The task: Once you have read the records below, write them all out exactly as given.

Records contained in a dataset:
────

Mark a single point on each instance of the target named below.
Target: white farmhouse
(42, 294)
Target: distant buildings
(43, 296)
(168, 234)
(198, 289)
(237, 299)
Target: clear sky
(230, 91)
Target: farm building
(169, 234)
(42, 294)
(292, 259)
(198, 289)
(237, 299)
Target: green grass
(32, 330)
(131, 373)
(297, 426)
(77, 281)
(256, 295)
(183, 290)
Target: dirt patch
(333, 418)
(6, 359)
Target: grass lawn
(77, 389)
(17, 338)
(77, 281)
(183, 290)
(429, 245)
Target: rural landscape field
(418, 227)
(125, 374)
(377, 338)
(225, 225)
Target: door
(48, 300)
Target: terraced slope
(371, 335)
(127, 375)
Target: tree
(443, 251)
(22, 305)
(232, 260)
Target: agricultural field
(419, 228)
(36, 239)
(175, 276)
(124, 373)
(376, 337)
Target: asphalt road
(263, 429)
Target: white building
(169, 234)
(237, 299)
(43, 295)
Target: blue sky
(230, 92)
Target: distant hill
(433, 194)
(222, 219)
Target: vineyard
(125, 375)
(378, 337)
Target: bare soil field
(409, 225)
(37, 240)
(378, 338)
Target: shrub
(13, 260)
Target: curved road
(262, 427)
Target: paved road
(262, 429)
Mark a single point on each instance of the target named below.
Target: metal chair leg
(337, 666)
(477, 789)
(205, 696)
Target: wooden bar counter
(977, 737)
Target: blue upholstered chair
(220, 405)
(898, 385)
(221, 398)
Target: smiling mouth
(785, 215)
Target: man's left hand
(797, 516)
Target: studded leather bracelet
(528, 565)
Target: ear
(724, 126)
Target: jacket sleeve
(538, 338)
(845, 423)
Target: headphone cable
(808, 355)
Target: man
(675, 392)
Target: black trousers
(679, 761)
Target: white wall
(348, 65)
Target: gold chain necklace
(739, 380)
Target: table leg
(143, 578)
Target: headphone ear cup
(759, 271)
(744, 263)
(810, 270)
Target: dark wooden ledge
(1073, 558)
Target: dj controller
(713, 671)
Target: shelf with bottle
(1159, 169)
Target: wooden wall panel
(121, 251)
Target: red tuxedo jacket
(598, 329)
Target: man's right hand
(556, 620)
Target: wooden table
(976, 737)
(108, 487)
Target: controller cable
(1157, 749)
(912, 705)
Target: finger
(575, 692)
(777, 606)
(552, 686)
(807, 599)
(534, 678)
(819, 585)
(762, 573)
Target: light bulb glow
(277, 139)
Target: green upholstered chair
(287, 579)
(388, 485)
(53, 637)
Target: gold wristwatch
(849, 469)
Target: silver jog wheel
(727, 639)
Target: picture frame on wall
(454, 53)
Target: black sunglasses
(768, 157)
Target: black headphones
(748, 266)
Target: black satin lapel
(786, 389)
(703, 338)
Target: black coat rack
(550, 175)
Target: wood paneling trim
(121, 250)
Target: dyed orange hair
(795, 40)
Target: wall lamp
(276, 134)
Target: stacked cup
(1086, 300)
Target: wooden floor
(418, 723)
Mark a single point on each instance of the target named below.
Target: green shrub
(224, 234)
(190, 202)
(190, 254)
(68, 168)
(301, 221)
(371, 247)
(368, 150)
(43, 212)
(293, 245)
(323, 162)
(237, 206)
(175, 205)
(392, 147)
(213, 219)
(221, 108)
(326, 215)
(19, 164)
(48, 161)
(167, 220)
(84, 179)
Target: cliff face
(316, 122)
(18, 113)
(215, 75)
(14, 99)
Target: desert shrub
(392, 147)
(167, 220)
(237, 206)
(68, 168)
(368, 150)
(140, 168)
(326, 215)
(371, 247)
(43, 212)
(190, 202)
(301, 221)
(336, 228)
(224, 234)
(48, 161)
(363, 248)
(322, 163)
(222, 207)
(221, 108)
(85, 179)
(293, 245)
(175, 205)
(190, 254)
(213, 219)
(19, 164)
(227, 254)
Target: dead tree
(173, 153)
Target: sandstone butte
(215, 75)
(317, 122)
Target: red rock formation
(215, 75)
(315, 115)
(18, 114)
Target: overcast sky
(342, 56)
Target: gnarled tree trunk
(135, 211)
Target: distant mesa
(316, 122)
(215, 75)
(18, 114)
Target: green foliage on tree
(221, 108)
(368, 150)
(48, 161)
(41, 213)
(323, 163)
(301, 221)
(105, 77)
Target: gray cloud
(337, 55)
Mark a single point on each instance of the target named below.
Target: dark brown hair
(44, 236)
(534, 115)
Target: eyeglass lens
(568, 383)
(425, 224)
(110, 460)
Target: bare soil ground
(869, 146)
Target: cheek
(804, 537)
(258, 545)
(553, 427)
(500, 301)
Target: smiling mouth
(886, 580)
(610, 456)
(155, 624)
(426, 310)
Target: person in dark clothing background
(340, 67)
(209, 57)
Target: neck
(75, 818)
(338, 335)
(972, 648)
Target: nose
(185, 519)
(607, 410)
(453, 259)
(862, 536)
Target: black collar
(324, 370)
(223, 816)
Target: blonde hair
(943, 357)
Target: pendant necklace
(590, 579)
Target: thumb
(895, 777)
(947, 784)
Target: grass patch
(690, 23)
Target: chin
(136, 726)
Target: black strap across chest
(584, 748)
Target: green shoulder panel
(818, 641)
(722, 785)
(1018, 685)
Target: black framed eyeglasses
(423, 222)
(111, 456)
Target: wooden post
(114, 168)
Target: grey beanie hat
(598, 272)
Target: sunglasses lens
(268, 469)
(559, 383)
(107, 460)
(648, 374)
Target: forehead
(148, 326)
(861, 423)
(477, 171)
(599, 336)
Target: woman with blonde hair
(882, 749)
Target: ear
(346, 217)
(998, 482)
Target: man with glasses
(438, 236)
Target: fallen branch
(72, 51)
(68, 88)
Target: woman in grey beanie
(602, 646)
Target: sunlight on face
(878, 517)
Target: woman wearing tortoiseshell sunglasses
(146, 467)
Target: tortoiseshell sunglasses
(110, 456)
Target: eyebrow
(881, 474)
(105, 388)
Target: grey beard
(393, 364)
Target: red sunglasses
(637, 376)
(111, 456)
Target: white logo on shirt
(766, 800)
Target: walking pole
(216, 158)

────

Exercise output:
Mark a single point on each instance of the target named below.
Target: white farmhouse
(42, 294)
Target: distant buildings
(43, 296)
(168, 234)
(198, 289)
(237, 299)
Target: clear sky
(230, 91)
Target: farm building
(169, 234)
(42, 294)
(292, 259)
(198, 289)
(237, 299)
Target: green grass
(32, 330)
(131, 373)
(297, 426)
(77, 281)
(256, 295)
(183, 290)
Target: dirt patch
(333, 418)
(6, 359)
Target: grass lawn
(77, 389)
(17, 338)
(77, 281)
(183, 290)
(429, 245)
Target: rural landscape field
(418, 227)
(125, 374)
(377, 338)
(225, 225)
Target: door
(48, 300)
Target: terraced slope
(371, 335)
(127, 375)
Target: tree
(443, 251)
(22, 305)
(232, 260)
Target: agricultural field
(419, 228)
(36, 239)
(175, 276)
(124, 373)
(376, 337)
Target: asphalt road
(263, 429)
Target: white building
(169, 234)
(237, 299)
(43, 295)
Target: blue sky
(230, 92)
Target: distant hill
(433, 194)
(222, 219)
Target: vineyard
(125, 375)
(378, 337)
Target: bare soil field
(409, 225)
(37, 240)
(378, 338)
Target: shrub
(13, 260)
Target: curved road
(262, 427)
Target: paved road
(262, 429)
Mark a single point on each instance of the target named below.
Target: metal chair leg
(337, 666)
(477, 789)
(205, 696)
Target: wooden bar counter
(977, 737)
Target: blue upholstered chair
(220, 405)
(898, 385)
(221, 398)
Target: smiling mouth
(785, 215)
Target: man's left hand
(797, 516)
Target: studded leather bracelet
(528, 565)
Target: ear
(724, 126)
Target: jacket sleeve
(538, 338)
(845, 423)
Target: headphone cable
(808, 355)
Target: man
(675, 392)
Target: black trousers
(679, 761)
Target: white wall
(348, 65)
Target: gold chain necklace
(739, 380)
Target: table leg
(143, 578)
Target: headphone ear cup
(759, 271)
(744, 263)
(810, 270)
Target: dark wooden ledge
(1073, 558)
Target: dj controller
(713, 671)
Target: shelf with bottle
(1159, 169)
Target: wooden wall panel
(121, 251)
Target: red tuxedo jacket
(598, 329)
Target: man's right hand
(556, 620)
Target: wooden table
(976, 737)
(108, 487)
Target: controller cable
(1157, 749)
(912, 705)
Target: finger
(575, 692)
(777, 606)
(552, 686)
(807, 599)
(534, 678)
(819, 585)
(762, 573)
Target: light bulb glow
(277, 139)
Target: green upholstered chair
(287, 579)
(388, 485)
(53, 637)
Target: gold wristwatch
(849, 469)
Target: silver jog wheel
(727, 639)
Target: picture frame on wall
(454, 53)
Target: black sunglasses
(768, 157)
Target: black headphones
(748, 266)
Target: black satin lapel
(786, 389)
(703, 338)
Target: black coat rack
(550, 175)
Target: wood paneling trim
(121, 250)
Target: dyed orange hair
(795, 40)
Target: wall lamp
(276, 134)
Target: stacked cup
(1086, 300)
Target: wooden floor
(418, 723)
Mark a single point on each instance of the target named below.
Target: green shrub
(224, 234)
(190, 202)
(190, 254)
(68, 168)
(301, 221)
(371, 247)
(368, 150)
(43, 212)
(293, 245)
(323, 162)
(237, 206)
(175, 205)
(392, 147)
(213, 219)
(221, 108)
(326, 215)
(19, 164)
(48, 161)
(167, 220)
(84, 179)
Target: cliff face
(316, 122)
(18, 113)
(215, 75)
(14, 99)
Target: desert shrub
(392, 147)
(167, 220)
(237, 206)
(68, 168)
(368, 150)
(140, 168)
(326, 215)
(371, 247)
(43, 212)
(190, 202)
(301, 221)
(336, 228)
(224, 234)
(48, 161)
(363, 248)
(322, 163)
(222, 207)
(221, 108)
(85, 179)
(293, 245)
(175, 205)
(190, 254)
(213, 219)
(19, 164)
(227, 254)
Target: dead tree
(173, 153)
Target: sandstone butte
(215, 75)
(317, 122)
Target: red rock formation
(215, 75)
(315, 115)
(18, 114)
Target: overcast sky
(342, 56)
Target: gnarled tree trunk
(135, 211)
Target: distant mesa
(316, 122)
(215, 75)
(18, 114)
Target: green foliage on tree
(221, 108)
(368, 150)
(48, 161)
(41, 213)
(323, 163)
(301, 221)
(105, 77)
Target: gray cloud
(337, 55)
Mark a single point on each instance of the target named below.
Target: dark brown hair
(44, 236)
(534, 115)
Target: eyeglass lens
(568, 383)
(425, 224)
(110, 460)
Target: bare soil ground
(869, 146)
Target: cheek
(804, 537)
(258, 545)
(553, 427)
(500, 301)
Target: smiling mouth
(886, 580)
(610, 456)
(155, 624)
(426, 310)
Target: person in dark clothing background
(340, 67)
(209, 57)
Target: neck
(75, 818)
(338, 335)
(972, 648)
Target: nose
(185, 519)
(607, 410)
(453, 259)
(862, 536)
Target: black collar
(324, 370)
(223, 816)
Target: blonde hair
(943, 357)
Target: pendant necklace
(590, 579)
Target: thumb
(895, 777)
(947, 784)
Target: grass patch
(690, 23)
Target: chin
(136, 726)
Target: black strap across chest
(584, 748)
Target: green shoulder panel
(818, 641)
(722, 785)
(1018, 685)
Target: black framed eyeglasses
(423, 222)
(111, 456)
Target: wooden post
(114, 168)
Target: grey beanie hat
(598, 272)
Target: sunglasses lens
(268, 469)
(559, 383)
(107, 460)
(648, 374)
Target: forehead
(148, 326)
(861, 423)
(477, 171)
(599, 336)
Target: woman with blonde hair
(882, 749)
Target: ear
(346, 217)
(998, 482)
Target: man with glasses
(438, 236)
Target: fallen branch
(72, 51)
(68, 88)
Target: woman in grey beanie
(602, 646)
Target: sunlight on face
(878, 517)
Target: woman wearing tortoiseshell sunglasses
(146, 467)
Target: tortoiseshell sunglasses
(110, 456)
Target: eyebrow
(881, 474)
(105, 388)
Target: grey beard
(393, 364)
Target: red sunglasses
(637, 376)
(111, 456)
Target: white logo on shirt
(766, 800)
Target: walking pole
(216, 158)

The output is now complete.